SHORT EXERCISE. Return every line of the items below that contains the string "panel", matching case exactly.

WORKING DATA.
────────────────────
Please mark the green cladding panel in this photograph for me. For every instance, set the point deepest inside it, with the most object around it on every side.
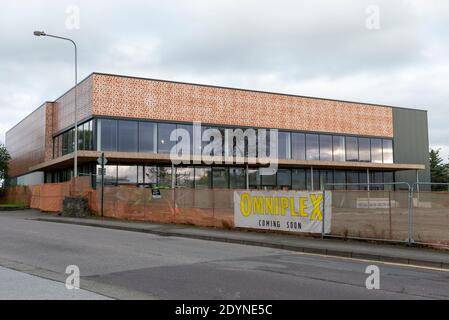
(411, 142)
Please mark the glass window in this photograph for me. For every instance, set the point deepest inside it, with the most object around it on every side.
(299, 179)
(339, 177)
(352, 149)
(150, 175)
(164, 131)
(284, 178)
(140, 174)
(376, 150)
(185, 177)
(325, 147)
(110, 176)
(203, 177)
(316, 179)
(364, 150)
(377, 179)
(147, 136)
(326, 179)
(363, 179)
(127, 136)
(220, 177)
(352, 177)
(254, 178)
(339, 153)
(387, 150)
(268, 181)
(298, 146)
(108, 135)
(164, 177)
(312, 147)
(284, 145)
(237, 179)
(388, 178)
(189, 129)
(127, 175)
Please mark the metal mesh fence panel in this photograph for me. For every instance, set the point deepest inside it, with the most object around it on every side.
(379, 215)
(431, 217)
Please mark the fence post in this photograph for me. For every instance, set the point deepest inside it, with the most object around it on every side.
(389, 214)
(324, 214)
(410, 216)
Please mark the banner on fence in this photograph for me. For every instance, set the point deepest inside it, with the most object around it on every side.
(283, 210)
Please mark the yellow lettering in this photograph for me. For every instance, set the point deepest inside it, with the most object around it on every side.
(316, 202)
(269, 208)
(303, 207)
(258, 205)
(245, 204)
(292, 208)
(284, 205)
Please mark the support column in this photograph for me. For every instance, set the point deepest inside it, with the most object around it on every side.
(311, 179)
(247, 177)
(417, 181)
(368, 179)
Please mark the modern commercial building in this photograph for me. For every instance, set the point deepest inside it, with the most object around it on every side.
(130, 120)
────────────────────
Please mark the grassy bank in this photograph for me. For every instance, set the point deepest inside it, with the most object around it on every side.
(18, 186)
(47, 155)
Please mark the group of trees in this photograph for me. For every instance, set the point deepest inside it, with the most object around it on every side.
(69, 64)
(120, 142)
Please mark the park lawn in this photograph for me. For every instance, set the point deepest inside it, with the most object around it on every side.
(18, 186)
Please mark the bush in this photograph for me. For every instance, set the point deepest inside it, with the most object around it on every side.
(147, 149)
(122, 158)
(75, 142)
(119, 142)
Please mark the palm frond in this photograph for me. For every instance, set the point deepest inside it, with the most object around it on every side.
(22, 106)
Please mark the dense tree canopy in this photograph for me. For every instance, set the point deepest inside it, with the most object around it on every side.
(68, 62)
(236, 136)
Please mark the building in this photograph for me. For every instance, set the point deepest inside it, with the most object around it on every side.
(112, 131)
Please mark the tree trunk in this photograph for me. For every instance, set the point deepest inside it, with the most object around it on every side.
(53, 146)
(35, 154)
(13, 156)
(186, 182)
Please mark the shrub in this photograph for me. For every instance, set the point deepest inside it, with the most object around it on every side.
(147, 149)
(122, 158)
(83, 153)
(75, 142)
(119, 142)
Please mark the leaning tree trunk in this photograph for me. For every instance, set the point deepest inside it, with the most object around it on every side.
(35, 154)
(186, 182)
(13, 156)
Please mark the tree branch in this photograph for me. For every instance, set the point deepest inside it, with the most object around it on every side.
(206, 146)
────────────────────
RESPONSE FOR THIS EXERCISE.
Please mark the green cladding panel in this photograph for me. For every instance, set the point deepest inside it, with the most object around it on every side.
Please mark the metal mesh fence panel in this photograph for me. For every instance, set the point deepest inside it, with the most object around it on every side.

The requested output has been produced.